## Task prompt
Write out all of the entries exactly as given.
- Opening Delimiter -
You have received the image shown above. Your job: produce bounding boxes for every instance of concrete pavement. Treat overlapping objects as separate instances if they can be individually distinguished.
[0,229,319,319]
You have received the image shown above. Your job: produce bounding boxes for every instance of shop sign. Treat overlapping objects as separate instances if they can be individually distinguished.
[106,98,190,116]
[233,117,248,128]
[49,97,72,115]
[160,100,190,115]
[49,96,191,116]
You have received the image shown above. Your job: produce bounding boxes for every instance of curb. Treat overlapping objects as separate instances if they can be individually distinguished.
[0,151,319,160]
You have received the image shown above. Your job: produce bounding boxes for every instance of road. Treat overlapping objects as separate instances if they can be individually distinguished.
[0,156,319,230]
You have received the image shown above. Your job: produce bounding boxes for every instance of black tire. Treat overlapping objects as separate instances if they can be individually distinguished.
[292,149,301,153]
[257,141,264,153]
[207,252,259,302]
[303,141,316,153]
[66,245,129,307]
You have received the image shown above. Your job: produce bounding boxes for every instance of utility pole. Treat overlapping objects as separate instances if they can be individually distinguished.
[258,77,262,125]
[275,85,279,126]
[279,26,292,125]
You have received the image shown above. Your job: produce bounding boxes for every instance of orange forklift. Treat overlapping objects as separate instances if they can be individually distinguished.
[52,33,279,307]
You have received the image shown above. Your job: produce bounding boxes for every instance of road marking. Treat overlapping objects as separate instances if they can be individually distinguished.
- Closing Delimiter -
## Exercise output
You have received the image shown above. Your job: produce bounding boxes for every instance of concrete pavement. Treat overlapping objects as separate instances if they can be individually distinguished.
[0,229,319,319]
You have received the image shown above. Your job: produce bounding boxes for every instance of shop sign. Treat overlapping objects as separate instances if they can be individually distinguished.
[106,98,190,116]
[233,117,248,128]
[49,97,72,115]
[160,100,190,115]
[49,96,191,116]
You have received the image shown above. Your job: produce bounding boxes for every instance of curb. Treat overlapping objects as separate instances if they can be individually distinguished.
[0,151,319,160]
You have received the image shown above. Your job: produce bounding boxes for every instance of road. Treat overlapping objects as separate instances if they can be individually distinguished.
[0,156,319,230]
You have received the image shown above. Your job: produce bounding boxes for every instance of black tire. Treat overlapping objects as separate instances if they can be individually distinguished.
[292,149,301,153]
[257,141,264,153]
[207,252,259,302]
[303,141,316,153]
[66,245,129,307]
You have received the image shown above. Your job: produce bounding boxes for every instance of utility pole. Treat overlapping objects as separate instances if they can be individually distinguished.
[258,77,262,125]
[275,85,279,126]
[279,26,292,125]
You have received the image shown above. Your job: produce bounding boxes for every instance of orange forklift. Treat overlapping objects as separate instances if they can be individually distinguished.
[52,33,279,307]
You have received the image shown above. Your job: produce bounding boxes for every instance of road marking. Treat overlapping objects as separate instances if they can be individually distinguished.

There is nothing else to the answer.